Task to complete | In the text on execution cluster routing, what does the note say 'Any' is intended for, and how do queues that route to 'Any' behave? List each point.

There are two methods available to control which execution cluster queries run on.
- Workload Management based Routing
- Direct Routing
Workload Management based Routing
Workload Management can control the execution cluster each query runs on by defining Rules processed during runtime that determine the Queue for each individual query. In deployments with only one cluster all Queues share the same execution resources and route to the same single cluster. However, when provisioning multiple EC2 execution clusters each Queue can be scheduled on a different execution cluster.
To route queries to a specific execution cluster:
- Configure WLM Rules to route a set of queries to a specific Queue
Edit Queueand change the Queue's properties and set the Cluster Name to desired execution cluster
The following example demontrates routing high cost reflection rebuild queries to a specific cluster just for large reflection rebuilds.
The default Cluster Name for a queue is
Any which allows queries in that WLM Queue to run on any cluster available at the time of execution. Once a specific Cluster Name is selected queries in that Queue will only run on the selected execution cluster and if the execution cluster is not available the query will fail with the error message
Error: No executors are available even if other execution clusters are currently active.
Note: Configurations that either have more than one execution cluster or use the Auto Start feature should specify a Cluster Name for all WLM Queues and make sure than no WLM Queues route to 'Any'. 'Any' is intended only for configuratations that do not make use of multiple execution clusters and for backward compatibility. Queues that route to 'Any' will not automatically start a cluster and can also route queries to clusters that are stopped.
Direct Routing is used to specify the exact Queue and Execution Cluster to run queries on for a given ODBC or JDBC session. With Direct Routing WLM Rules are not considered and instead queries are routed directly to the specified Queue. Clients can be configured so that all queries run on a specific execution cluster or queries run on different execution clusters on a per-session basis.

Material provided |
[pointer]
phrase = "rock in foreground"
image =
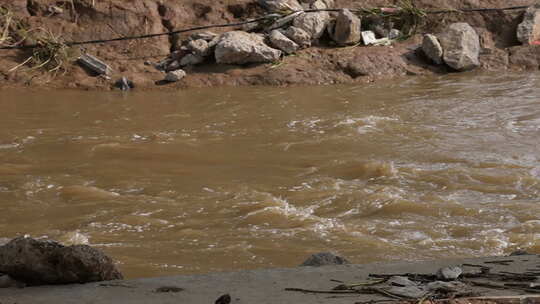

Written answer |
- 'Any' is intended for configurations that do not make use of multiple execution clusters.
- 'Any' is intended for backward compatibility.
- Queues that route to 'Any' will not automatically start a cluster.
- Queues that route to 'Any' can route queries to clusters that are stopped.